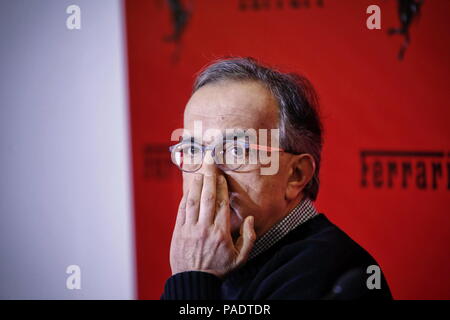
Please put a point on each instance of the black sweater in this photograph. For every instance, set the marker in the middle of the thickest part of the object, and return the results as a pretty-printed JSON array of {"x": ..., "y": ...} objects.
[{"x": 316, "y": 260}]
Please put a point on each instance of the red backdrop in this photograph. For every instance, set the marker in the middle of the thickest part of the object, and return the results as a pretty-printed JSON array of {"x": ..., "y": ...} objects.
[{"x": 381, "y": 117}]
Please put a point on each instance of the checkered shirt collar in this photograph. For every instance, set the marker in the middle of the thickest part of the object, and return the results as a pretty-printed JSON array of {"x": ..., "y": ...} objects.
[{"x": 304, "y": 211}]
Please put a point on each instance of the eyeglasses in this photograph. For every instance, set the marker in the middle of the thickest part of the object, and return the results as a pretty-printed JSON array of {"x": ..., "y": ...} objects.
[{"x": 229, "y": 155}]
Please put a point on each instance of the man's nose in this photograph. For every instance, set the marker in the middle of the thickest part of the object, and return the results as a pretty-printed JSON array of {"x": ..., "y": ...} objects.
[{"x": 209, "y": 167}]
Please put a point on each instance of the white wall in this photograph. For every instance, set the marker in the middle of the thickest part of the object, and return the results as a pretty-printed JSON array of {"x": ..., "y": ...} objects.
[{"x": 65, "y": 195}]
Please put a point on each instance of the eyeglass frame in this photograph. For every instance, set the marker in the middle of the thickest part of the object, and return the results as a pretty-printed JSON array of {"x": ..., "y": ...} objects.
[{"x": 213, "y": 148}]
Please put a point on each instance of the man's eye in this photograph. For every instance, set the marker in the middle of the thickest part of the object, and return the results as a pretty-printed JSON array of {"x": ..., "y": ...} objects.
[
  {"x": 236, "y": 151},
  {"x": 191, "y": 150}
]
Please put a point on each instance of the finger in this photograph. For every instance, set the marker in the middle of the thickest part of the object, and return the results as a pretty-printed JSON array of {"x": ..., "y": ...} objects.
[
  {"x": 181, "y": 215},
  {"x": 193, "y": 199},
  {"x": 245, "y": 242},
  {"x": 222, "y": 218},
  {"x": 208, "y": 200}
]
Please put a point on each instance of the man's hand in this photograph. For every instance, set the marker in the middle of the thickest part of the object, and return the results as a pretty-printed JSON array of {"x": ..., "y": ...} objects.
[{"x": 202, "y": 239}]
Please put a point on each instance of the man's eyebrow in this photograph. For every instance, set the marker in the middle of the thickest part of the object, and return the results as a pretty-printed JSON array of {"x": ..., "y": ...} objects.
[
  {"x": 226, "y": 134},
  {"x": 238, "y": 133}
]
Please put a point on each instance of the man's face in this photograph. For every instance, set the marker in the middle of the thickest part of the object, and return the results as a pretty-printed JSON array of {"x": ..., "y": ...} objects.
[{"x": 241, "y": 105}]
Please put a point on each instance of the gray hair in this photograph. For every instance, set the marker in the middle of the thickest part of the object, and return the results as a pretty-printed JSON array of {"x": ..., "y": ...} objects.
[{"x": 300, "y": 126}]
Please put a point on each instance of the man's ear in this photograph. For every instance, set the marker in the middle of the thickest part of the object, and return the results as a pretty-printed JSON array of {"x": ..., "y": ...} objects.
[{"x": 302, "y": 171}]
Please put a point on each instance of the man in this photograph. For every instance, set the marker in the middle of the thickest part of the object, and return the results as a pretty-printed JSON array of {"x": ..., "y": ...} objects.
[{"x": 244, "y": 234}]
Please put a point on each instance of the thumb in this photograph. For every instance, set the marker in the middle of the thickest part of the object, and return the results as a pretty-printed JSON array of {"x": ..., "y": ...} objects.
[{"x": 247, "y": 238}]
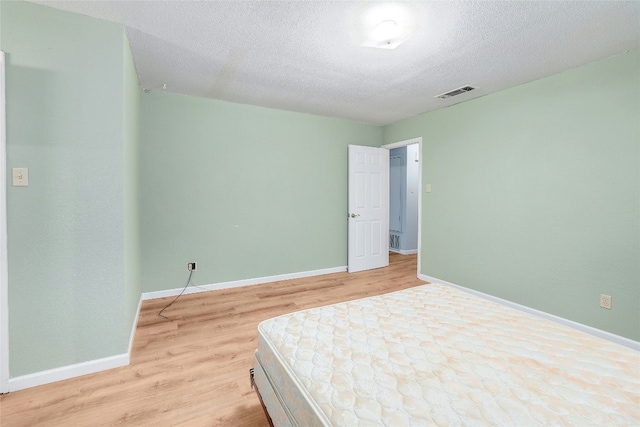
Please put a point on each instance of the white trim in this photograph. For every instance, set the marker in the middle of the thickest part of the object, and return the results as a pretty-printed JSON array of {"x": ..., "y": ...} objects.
[
  {"x": 635, "y": 345},
  {"x": 239, "y": 283},
  {"x": 404, "y": 143},
  {"x": 72, "y": 371},
  {"x": 134, "y": 326},
  {"x": 4, "y": 261},
  {"x": 401, "y": 252},
  {"x": 67, "y": 372}
]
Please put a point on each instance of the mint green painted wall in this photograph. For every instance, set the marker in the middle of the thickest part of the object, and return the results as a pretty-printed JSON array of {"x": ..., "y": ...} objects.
[
  {"x": 536, "y": 193},
  {"x": 65, "y": 112},
  {"x": 245, "y": 191},
  {"x": 131, "y": 146}
]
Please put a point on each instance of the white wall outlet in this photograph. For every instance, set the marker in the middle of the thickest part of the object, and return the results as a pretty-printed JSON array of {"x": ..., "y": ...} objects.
[
  {"x": 20, "y": 177},
  {"x": 605, "y": 301}
]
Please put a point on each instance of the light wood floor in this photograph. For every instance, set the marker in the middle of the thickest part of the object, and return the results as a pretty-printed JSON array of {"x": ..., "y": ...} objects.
[{"x": 193, "y": 369}]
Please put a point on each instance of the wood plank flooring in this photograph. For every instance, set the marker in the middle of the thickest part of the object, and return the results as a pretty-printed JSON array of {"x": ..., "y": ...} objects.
[{"x": 193, "y": 369}]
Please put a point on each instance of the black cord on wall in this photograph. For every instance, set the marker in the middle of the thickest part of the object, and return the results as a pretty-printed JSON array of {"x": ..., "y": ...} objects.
[{"x": 176, "y": 298}]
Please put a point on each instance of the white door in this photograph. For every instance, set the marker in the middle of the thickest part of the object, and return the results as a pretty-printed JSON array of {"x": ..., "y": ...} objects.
[{"x": 368, "y": 214}]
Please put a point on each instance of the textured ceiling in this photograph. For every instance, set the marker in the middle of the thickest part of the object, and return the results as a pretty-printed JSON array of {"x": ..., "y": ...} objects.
[{"x": 307, "y": 56}]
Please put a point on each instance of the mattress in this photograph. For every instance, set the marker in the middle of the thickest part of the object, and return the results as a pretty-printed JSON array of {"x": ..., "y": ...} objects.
[{"x": 436, "y": 355}]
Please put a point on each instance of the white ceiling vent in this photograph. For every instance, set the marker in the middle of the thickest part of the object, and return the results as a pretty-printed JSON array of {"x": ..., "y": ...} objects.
[{"x": 460, "y": 90}]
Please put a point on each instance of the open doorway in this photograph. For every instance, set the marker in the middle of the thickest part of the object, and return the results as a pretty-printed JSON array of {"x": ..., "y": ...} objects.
[{"x": 405, "y": 198}]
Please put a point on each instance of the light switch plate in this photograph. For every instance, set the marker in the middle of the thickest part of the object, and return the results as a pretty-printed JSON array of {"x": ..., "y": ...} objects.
[{"x": 20, "y": 177}]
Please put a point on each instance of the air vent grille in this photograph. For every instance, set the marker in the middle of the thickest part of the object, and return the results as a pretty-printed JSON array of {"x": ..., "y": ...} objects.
[{"x": 460, "y": 90}]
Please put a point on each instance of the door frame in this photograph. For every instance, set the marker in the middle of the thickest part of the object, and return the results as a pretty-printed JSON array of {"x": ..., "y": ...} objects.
[
  {"x": 4, "y": 276},
  {"x": 417, "y": 140},
  {"x": 355, "y": 263}
]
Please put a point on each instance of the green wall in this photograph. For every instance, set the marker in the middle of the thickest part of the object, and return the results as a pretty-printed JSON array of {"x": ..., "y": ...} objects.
[
  {"x": 69, "y": 87},
  {"x": 131, "y": 194},
  {"x": 535, "y": 190},
  {"x": 535, "y": 193},
  {"x": 245, "y": 191}
]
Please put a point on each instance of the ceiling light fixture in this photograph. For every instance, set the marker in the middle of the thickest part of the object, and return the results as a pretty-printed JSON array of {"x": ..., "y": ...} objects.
[
  {"x": 386, "y": 26},
  {"x": 387, "y": 31}
]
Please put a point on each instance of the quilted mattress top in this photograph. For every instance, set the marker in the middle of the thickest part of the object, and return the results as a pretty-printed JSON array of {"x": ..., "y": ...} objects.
[{"x": 437, "y": 355}]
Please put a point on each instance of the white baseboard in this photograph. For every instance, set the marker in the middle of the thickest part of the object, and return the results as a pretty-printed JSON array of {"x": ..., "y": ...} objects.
[
  {"x": 401, "y": 252},
  {"x": 78, "y": 369},
  {"x": 238, "y": 283},
  {"x": 66, "y": 372},
  {"x": 579, "y": 326}
]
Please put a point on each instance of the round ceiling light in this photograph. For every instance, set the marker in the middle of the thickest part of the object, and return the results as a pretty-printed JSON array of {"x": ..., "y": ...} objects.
[{"x": 387, "y": 30}]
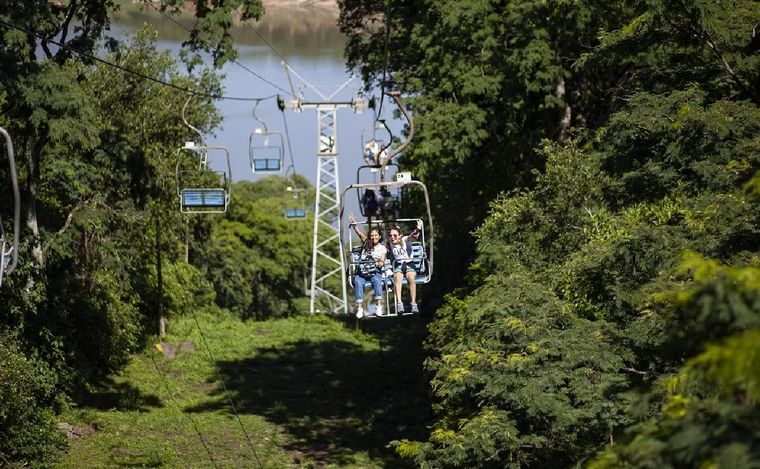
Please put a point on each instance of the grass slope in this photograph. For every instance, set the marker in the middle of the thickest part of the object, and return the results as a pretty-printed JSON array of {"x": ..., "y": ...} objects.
[{"x": 310, "y": 392}]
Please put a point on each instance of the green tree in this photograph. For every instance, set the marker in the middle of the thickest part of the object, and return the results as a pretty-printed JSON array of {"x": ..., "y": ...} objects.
[{"x": 256, "y": 258}]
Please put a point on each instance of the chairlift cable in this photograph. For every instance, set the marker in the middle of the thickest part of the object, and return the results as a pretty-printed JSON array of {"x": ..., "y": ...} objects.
[
  {"x": 126, "y": 70},
  {"x": 149, "y": 3},
  {"x": 262, "y": 38},
  {"x": 290, "y": 151}
]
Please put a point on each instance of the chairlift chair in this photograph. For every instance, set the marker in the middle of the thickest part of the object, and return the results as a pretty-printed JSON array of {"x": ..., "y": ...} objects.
[
  {"x": 203, "y": 190},
  {"x": 422, "y": 250},
  {"x": 9, "y": 255},
  {"x": 266, "y": 151},
  {"x": 298, "y": 212},
  {"x": 391, "y": 199}
]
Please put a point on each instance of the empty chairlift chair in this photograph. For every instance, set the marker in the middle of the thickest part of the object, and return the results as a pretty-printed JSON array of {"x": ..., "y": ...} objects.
[{"x": 203, "y": 190}]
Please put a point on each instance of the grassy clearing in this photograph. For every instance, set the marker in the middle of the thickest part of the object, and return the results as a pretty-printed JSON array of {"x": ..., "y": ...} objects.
[{"x": 309, "y": 391}]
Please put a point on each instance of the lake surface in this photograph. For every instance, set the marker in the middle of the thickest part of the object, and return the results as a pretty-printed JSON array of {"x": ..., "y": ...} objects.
[{"x": 310, "y": 42}]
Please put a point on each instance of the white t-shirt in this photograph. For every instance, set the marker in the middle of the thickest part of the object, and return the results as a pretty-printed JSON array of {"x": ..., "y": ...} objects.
[{"x": 378, "y": 252}]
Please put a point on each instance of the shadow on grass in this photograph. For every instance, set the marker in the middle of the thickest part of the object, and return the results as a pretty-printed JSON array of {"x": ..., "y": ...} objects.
[
  {"x": 121, "y": 396},
  {"x": 334, "y": 398}
]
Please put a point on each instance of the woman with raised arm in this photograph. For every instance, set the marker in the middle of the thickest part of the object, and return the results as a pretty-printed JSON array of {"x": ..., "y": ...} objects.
[{"x": 370, "y": 268}]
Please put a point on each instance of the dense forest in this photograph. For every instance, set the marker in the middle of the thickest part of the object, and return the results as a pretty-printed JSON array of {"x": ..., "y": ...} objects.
[{"x": 593, "y": 168}]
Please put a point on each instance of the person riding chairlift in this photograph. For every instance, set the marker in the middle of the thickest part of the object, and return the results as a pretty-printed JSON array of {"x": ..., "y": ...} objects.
[
  {"x": 403, "y": 265},
  {"x": 373, "y": 154}
]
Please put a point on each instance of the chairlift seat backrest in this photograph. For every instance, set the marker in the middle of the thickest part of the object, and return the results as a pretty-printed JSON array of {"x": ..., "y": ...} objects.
[
  {"x": 291, "y": 213},
  {"x": 263, "y": 165},
  {"x": 203, "y": 200}
]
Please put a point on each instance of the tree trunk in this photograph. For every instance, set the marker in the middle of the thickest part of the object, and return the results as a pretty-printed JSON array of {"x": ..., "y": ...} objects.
[
  {"x": 187, "y": 241},
  {"x": 564, "y": 123},
  {"x": 32, "y": 154},
  {"x": 160, "y": 282}
]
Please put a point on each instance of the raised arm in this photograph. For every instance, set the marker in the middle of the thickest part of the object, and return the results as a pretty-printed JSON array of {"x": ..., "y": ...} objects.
[{"x": 416, "y": 231}]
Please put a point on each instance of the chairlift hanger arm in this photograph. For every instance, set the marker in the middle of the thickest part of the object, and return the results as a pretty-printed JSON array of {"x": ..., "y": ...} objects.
[
  {"x": 184, "y": 119},
  {"x": 397, "y": 98}
]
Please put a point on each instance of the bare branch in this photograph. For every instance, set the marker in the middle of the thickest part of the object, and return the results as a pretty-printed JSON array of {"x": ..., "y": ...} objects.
[{"x": 633, "y": 370}]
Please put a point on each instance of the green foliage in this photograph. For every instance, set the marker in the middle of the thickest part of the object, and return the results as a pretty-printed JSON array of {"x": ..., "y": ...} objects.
[
  {"x": 524, "y": 382},
  {"x": 256, "y": 259},
  {"x": 29, "y": 436},
  {"x": 489, "y": 81}
]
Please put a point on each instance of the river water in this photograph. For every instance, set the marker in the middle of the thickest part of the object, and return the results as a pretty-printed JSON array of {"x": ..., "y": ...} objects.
[{"x": 309, "y": 41}]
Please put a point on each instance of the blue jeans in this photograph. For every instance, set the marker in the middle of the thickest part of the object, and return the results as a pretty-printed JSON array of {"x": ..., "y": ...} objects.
[{"x": 377, "y": 286}]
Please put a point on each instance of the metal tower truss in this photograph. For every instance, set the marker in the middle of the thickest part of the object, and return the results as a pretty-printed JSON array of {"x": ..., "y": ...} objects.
[{"x": 328, "y": 273}]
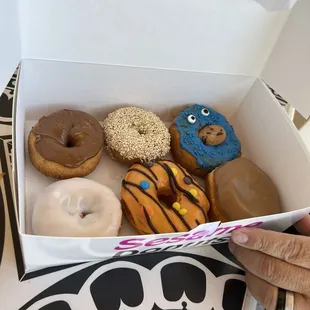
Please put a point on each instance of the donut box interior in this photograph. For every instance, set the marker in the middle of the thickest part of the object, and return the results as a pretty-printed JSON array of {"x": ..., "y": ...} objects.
[{"x": 97, "y": 58}]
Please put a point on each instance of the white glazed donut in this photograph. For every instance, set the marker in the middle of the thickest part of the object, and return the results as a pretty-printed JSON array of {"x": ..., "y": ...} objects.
[{"x": 76, "y": 208}]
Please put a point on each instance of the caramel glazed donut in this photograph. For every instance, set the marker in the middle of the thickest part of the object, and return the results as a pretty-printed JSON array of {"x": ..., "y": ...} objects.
[
  {"x": 66, "y": 144},
  {"x": 202, "y": 139},
  {"x": 135, "y": 135},
  {"x": 147, "y": 185}
]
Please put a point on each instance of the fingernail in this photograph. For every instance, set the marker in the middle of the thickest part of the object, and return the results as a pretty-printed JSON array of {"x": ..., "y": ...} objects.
[
  {"x": 240, "y": 238},
  {"x": 231, "y": 247}
]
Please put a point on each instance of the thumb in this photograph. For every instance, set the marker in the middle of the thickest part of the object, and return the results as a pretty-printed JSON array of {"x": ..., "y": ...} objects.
[{"x": 303, "y": 226}]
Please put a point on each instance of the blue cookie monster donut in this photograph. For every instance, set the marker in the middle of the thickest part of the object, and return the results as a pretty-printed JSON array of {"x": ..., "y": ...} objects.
[{"x": 190, "y": 123}]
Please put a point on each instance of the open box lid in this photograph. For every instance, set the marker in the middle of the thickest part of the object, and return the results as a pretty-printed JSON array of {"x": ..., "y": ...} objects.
[
  {"x": 234, "y": 37},
  {"x": 10, "y": 50}
]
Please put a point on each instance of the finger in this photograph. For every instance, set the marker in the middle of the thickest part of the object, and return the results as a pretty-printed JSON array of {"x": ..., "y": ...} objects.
[
  {"x": 273, "y": 270},
  {"x": 265, "y": 293},
  {"x": 303, "y": 226},
  {"x": 289, "y": 248}
]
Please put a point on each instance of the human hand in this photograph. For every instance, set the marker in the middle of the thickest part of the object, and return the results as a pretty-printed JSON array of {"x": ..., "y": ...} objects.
[{"x": 275, "y": 260}]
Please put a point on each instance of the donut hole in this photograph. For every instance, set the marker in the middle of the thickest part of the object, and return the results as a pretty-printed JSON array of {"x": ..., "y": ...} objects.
[
  {"x": 83, "y": 214},
  {"x": 74, "y": 141}
]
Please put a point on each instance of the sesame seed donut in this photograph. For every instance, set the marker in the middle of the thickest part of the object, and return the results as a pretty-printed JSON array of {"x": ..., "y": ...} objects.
[
  {"x": 162, "y": 197},
  {"x": 135, "y": 135},
  {"x": 66, "y": 144}
]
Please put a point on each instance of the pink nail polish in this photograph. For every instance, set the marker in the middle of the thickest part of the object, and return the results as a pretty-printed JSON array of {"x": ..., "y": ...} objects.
[
  {"x": 231, "y": 246},
  {"x": 240, "y": 238}
]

--------

What this task involves
What are the lines from the one with "Please put a point on each instance of the sesame" through the last line of the records above? Quote them exactly and add nothing.

Answer to this problem
Please put a point on each instance of the sesame seed donut in this photograph. For every instance, set the marker in the middle of the thickest part of the object, and return the results as a pretty-printed JSON array of {"x": ..., "y": ...} objects.
[
  {"x": 162, "y": 197},
  {"x": 135, "y": 135},
  {"x": 66, "y": 144}
]
Please put a point on each instance of the pink nail polish in this photograph. For every instance, set the marker in the middle of the thickest part of the object, and return the results as a pretty-printed JSON array of {"x": ..., "y": ...} objects.
[
  {"x": 231, "y": 246},
  {"x": 240, "y": 238}
]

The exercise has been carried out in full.